**Extracted material:**
===

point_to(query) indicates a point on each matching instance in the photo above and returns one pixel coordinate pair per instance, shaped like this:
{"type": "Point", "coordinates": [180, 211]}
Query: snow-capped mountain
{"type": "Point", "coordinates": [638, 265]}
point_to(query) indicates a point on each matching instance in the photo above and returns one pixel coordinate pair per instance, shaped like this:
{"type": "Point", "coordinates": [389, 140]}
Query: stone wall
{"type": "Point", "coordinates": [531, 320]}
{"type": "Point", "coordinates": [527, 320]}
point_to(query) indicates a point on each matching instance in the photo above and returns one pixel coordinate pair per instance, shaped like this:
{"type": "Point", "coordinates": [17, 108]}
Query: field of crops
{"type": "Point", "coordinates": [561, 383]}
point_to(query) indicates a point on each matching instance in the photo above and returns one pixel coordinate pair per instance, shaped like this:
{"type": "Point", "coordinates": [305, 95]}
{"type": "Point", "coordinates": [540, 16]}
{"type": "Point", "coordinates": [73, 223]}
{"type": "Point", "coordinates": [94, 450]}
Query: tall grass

===

**The task:**
Reproduce every entry above, swapping each "matching instance" for "matching object" and keeping every other character unchanged.

**Solved problem:**
point_to(query) indicates a point on each matching object in the photo above and returns one pixel coordinate pair per instance, shaped like this:
{"type": "Point", "coordinates": [180, 211]}
Query: snow-capped mountain
{"type": "Point", "coordinates": [638, 265]}
point_to(query) indicates a point on each matching object in the photo above and returns one pixel coordinate pair per instance, shaped like this:
{"type": "Point", "coordinates": [389, 140]}
Query: stone wall
{"type": "Point", "coordinates": [531, 320]}
{"type": "Point", "coordinates": [527, 320]}
point_to(query) indicates a point on each matching object in the photo above and returns one pixel coordinate pair per instance, shaped like this:
{"type": "Point", "coordinates": [17, 108]}
Query: field of crops
{"type": "Point", "coordinates": [561, 383]}
point_to(query) indicates a point on each matching object in the photo above and returns one pixel coordinate pair per instance, shaped like this:
{"type": "Point", "coordinates": [305, 95]}
{"type": "Point", "coordinates": [540, 16]}
{"type": "Point", "coordinates": [73, 223]}
{"type": "Point", "coordinates": [94, 450]}
Query: tall grass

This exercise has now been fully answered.